One suggestion would be to use variables instead of static device names, that way we would not be forced to have the same names as you. Of course the rule can be edited to have different device names, but it would be easier with variables in the beginning of the rule file.
There is a version of the lua script available on a Norwegian home automation forum, it works with OpenHAB1, OpenHAB2 , Homeseer and Domoticz. I have been using that for the last 5 months.
I have been able to make this much simpler by using the new Synop Analyzer binding and the Radiation channel in the Weatherunderground 2.0 binding. This is the net result of it:
/*
* Rules to calculate outside light lux.
* Basic idea from Domoticz LUA script at https://www.domoticz.com/wiki/Real-time_solar_data_without_any_hardware_sensor_:_azimuth,_Altitude,_Lux_sensor...
* Authors: Sébastien Joly, Neutrino, Jmleglise
*
* Adapted to openHab rule by mherwege
* 23-Jun-2017 Modified to use Okta from Synop Analyzer binding and Radiation from Astro binding
* These bindings already do most of the queries and calculations
*/
/*
* Required openHab items as input:
* Number Okta current okta value from Synop Analyzer binding
* Number TotalRadiation current total solar radiation from Astro binding
*
* Required openHab items storing results:
* Number Lux radiation in Lux
* Number WeightedLux radiation in Lux corrected for cloud layer
*/
rule "Calculate outside light"

Extracted entries:
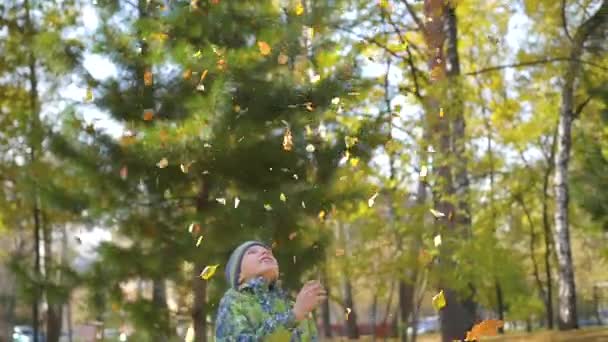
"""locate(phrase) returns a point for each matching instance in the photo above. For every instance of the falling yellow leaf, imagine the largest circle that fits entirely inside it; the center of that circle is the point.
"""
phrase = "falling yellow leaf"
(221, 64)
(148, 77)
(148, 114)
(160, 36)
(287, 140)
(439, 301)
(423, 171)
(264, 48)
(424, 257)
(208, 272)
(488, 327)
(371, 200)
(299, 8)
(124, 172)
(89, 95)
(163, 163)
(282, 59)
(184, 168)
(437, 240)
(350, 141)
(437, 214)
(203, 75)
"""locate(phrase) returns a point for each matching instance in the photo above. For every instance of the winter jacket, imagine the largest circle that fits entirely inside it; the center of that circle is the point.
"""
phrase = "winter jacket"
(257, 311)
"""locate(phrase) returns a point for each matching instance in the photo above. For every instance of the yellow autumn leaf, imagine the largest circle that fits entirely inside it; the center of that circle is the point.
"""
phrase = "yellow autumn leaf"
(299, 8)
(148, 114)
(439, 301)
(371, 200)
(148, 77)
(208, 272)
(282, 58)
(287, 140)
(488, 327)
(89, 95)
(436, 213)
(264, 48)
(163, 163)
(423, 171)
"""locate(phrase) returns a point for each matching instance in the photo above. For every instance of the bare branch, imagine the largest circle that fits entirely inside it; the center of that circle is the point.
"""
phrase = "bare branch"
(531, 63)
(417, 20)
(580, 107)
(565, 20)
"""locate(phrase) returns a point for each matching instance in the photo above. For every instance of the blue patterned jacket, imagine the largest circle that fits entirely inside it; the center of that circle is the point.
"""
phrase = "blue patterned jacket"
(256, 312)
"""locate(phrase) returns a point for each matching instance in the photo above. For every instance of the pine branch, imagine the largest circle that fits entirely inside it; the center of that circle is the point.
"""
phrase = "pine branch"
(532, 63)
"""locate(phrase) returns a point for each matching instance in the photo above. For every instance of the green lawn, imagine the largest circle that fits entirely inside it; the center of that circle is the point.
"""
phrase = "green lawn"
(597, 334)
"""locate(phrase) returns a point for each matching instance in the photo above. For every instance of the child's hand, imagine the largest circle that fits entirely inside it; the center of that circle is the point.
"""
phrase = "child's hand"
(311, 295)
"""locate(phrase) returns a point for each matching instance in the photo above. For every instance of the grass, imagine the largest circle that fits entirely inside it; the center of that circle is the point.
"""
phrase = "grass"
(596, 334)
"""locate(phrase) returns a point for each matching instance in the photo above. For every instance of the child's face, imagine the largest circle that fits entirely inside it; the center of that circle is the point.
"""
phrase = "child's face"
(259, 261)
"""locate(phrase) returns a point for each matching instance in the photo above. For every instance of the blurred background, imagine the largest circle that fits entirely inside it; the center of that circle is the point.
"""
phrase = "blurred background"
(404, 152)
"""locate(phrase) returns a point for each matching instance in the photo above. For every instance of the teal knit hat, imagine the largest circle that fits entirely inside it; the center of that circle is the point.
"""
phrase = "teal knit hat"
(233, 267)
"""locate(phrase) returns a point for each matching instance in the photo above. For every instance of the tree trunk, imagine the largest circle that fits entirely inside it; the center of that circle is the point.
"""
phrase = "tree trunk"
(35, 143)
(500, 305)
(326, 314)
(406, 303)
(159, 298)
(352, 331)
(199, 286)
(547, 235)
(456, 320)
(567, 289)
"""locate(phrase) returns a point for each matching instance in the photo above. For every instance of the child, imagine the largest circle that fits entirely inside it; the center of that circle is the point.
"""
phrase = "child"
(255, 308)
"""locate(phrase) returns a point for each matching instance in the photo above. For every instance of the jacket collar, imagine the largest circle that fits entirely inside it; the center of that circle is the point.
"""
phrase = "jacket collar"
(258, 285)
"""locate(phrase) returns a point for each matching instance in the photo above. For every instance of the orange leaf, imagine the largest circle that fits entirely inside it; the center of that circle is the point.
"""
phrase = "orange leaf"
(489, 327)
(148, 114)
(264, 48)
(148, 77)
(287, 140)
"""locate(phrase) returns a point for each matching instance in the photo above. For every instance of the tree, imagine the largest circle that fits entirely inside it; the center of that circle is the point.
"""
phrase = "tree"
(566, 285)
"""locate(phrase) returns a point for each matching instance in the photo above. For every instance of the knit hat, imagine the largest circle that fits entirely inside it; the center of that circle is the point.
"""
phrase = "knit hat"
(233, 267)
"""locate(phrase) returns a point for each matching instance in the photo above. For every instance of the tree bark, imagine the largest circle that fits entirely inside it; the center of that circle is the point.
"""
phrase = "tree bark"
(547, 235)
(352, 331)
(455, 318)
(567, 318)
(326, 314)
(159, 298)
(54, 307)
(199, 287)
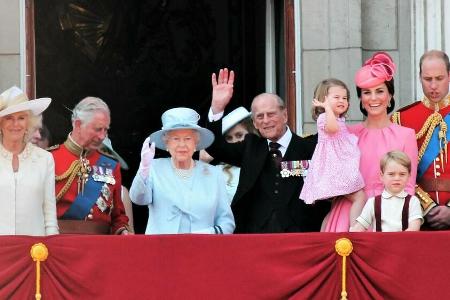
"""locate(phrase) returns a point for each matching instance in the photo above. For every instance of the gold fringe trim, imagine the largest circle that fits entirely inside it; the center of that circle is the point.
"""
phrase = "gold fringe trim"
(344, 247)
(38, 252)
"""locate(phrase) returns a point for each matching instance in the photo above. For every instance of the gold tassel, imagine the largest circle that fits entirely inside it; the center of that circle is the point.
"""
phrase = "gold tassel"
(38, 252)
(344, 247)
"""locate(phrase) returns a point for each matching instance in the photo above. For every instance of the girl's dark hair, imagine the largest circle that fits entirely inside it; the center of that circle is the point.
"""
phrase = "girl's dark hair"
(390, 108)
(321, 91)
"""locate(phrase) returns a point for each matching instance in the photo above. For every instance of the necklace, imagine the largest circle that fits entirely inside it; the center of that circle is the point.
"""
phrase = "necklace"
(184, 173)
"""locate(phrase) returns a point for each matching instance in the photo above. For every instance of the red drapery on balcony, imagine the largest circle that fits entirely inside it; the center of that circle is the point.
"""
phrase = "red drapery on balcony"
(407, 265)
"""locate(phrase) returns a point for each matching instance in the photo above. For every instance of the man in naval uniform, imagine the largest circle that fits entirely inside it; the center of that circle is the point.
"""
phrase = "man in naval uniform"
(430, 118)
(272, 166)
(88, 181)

What the task requires:
Please repeat everything in the openHAB forum excerpt from "There is a version" down to "outside light lux.". Answer from the openHAB forum excerpt alone, not from the items.

Answer for the task:
There is a version of the lua script available on a Norwegian home automation forum, it works with OpenHAB1, OpenHAB2 , Homeseer and Domoticz. I have been using that for the last 5 months.
I have been able to make this much simpler by using the new Synop Analyzer binding and the Radiation channel in the Weatherunderground 2.0 binding. This is the net result of it:
/*
* Rules to calculate outside light lux.